▶ [Supplied information]
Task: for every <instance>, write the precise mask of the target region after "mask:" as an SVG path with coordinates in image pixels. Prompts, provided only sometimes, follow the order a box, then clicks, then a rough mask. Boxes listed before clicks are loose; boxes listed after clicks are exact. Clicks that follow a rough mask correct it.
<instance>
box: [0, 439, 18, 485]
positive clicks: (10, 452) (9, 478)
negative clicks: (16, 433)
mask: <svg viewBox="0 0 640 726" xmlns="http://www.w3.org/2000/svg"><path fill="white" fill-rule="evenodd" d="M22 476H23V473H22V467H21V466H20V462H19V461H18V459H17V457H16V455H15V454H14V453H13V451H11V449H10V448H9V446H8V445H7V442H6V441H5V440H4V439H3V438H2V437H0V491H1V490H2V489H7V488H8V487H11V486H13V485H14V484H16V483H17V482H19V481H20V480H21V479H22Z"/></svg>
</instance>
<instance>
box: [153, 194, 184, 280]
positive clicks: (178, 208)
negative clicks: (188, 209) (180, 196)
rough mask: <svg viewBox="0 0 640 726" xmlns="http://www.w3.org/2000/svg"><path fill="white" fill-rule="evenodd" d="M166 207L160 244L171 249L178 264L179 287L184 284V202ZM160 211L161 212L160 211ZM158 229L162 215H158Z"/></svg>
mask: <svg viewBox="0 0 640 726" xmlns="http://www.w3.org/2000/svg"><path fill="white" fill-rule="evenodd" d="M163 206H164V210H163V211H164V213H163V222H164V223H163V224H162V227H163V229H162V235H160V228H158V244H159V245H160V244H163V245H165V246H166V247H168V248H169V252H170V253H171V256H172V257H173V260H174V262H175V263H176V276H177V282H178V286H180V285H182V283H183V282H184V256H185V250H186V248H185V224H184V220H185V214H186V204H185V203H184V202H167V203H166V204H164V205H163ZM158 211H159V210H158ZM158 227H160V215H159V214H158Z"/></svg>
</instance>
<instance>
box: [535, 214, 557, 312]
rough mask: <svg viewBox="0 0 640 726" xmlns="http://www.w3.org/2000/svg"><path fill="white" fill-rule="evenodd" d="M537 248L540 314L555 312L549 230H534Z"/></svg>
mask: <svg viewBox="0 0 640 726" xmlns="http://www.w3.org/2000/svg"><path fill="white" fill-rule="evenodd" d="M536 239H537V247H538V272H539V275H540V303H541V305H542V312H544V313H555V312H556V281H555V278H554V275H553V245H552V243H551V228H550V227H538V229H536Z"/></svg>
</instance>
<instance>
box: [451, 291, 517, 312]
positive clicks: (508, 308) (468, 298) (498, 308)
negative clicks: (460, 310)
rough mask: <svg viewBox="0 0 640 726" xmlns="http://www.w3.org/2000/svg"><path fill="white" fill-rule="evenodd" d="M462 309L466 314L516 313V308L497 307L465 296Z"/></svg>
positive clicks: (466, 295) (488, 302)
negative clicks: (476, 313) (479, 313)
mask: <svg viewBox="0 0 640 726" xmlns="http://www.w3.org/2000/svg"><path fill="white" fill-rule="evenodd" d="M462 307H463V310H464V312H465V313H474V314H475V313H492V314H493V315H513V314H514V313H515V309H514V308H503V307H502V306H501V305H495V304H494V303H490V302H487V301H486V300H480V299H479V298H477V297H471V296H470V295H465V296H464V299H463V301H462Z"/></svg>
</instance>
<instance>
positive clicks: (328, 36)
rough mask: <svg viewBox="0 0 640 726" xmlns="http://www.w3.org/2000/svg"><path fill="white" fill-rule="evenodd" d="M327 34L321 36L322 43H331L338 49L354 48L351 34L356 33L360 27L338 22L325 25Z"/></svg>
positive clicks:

▶ [Job item] Copy out the records from the beginning through the line containing "negative clicks: (16, 433)", reproducing each line without any change.

▶ [Response below]
Task: for every <instance>, write the precise mask of the target region after "mask:" as an SVG path with coordinates in image pixels. Prompts, provided only sometimes, follow the order a box, then clicks, then a rough mask. Boxes listed before clicks are loose; boxes listed after clicks are exact. Clicks that follow a rough mask correct it.
<instance>
box: [0, 439, 18, 485]
positive clicks: (10, 452) (9, 478)
negative clicks: (16, 433)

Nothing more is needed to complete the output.